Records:

——————————

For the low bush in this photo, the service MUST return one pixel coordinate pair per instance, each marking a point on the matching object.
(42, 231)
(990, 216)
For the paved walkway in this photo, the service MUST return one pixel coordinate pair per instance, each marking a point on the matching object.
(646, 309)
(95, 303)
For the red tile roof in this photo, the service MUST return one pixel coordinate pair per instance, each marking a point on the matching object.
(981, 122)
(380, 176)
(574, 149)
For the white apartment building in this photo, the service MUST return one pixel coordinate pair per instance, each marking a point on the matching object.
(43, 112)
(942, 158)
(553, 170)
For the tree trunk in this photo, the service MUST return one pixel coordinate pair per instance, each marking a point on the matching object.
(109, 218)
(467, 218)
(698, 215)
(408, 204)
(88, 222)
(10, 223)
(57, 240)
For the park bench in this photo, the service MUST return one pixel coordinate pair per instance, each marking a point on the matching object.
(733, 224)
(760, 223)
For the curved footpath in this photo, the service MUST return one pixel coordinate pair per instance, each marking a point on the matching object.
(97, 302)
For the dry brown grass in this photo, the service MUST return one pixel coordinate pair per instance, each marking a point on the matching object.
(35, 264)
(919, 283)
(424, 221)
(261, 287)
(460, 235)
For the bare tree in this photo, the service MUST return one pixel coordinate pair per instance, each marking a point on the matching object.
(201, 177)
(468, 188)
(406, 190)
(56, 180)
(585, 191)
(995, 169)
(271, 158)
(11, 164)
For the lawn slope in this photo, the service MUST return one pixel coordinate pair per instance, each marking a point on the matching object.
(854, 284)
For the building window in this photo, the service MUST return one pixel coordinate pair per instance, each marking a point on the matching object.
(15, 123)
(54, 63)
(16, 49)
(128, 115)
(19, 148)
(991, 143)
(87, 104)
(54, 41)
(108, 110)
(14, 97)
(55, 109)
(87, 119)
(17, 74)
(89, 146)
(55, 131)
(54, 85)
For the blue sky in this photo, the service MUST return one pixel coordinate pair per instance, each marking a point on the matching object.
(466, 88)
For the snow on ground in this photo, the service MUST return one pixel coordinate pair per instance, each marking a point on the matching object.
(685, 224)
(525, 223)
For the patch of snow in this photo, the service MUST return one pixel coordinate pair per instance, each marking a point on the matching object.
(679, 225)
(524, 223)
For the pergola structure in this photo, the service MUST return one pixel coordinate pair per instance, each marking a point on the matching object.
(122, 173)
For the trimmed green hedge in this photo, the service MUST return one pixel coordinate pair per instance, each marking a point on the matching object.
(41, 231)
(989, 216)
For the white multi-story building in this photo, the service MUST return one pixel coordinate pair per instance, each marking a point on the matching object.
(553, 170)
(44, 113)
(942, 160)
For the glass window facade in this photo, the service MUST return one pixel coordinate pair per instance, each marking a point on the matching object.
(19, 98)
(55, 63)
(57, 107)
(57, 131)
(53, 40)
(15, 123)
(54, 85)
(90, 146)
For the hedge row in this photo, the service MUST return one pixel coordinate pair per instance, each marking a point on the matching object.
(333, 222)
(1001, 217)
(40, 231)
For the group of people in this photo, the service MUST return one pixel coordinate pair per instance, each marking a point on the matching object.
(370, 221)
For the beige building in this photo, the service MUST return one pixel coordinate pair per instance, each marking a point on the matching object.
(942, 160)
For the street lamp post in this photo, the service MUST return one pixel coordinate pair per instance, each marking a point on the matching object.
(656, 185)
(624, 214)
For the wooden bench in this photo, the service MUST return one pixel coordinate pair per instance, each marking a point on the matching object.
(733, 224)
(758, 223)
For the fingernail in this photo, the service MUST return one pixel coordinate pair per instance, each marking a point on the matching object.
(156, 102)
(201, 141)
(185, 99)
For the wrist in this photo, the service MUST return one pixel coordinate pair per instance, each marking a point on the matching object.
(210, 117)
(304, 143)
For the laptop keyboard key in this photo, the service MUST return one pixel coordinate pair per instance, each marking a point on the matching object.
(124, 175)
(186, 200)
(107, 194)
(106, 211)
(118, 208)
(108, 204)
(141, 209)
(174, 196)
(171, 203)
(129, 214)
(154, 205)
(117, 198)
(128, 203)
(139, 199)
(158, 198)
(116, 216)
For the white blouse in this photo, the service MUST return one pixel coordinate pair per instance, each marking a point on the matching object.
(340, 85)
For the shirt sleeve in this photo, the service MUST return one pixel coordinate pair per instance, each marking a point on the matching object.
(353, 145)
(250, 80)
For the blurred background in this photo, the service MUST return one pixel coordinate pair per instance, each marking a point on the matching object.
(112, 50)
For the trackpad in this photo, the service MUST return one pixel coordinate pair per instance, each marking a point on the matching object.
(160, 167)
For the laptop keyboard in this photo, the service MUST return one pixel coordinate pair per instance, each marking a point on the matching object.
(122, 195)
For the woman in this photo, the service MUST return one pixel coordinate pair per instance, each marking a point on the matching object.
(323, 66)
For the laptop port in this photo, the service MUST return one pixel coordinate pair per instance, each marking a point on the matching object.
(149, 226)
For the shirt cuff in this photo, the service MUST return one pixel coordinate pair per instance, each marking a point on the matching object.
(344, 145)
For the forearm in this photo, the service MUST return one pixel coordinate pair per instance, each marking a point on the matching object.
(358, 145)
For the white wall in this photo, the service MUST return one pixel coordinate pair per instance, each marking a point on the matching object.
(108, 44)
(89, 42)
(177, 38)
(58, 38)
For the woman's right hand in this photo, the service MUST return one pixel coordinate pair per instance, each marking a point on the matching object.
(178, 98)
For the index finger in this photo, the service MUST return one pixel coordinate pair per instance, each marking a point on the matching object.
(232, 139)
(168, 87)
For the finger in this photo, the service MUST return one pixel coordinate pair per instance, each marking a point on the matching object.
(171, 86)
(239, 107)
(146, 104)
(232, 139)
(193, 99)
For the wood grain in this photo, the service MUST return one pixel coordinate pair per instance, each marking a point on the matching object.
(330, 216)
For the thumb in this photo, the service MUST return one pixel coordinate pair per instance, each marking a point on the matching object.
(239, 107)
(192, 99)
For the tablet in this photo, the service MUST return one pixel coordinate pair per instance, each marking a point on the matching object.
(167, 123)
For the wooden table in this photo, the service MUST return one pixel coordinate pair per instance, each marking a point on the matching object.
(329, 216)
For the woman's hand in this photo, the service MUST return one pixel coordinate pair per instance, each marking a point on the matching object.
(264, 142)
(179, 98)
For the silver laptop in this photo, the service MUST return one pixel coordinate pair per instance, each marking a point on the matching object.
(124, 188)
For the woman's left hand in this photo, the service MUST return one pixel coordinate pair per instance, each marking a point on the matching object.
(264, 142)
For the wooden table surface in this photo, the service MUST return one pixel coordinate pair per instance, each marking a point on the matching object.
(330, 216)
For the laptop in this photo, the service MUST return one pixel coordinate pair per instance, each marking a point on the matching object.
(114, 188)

——————————

WORK TO BE COMPLETED: Can you retype everything in the listing from the line containing "For the wooden table in" down to the end of the listing, word for word?

TASK OUTPUT:
For the wooden table in this photo, the service MUST return one pixel coordinate pair per instance, each marking a point on the matching object.
(329, 216)
For the woman's hand in this photo, the service MUST return one pixel coordinate pair per instance, each marking a point on the matching object.
(264, 142)
(179, 98)
For the silver laptop in this photo, the service MUST return one pixel coordinate pair per instance, each marking a point on the matching object.
(124, 188)
For the woman's left hand in this photo, the service MUST return one pixel coordinate pair per instance, each marking a point on the matching object.
(264, 142)
For the wooden table surface in this photo, the service MUST return one pixel coordinate pair per instance, each marking a point on the matching object.
(330, 216)
For the laptop in this photo, the service MUST return one pixel coordinate pair per instance, each marking a point on the matching object.
(114, 188)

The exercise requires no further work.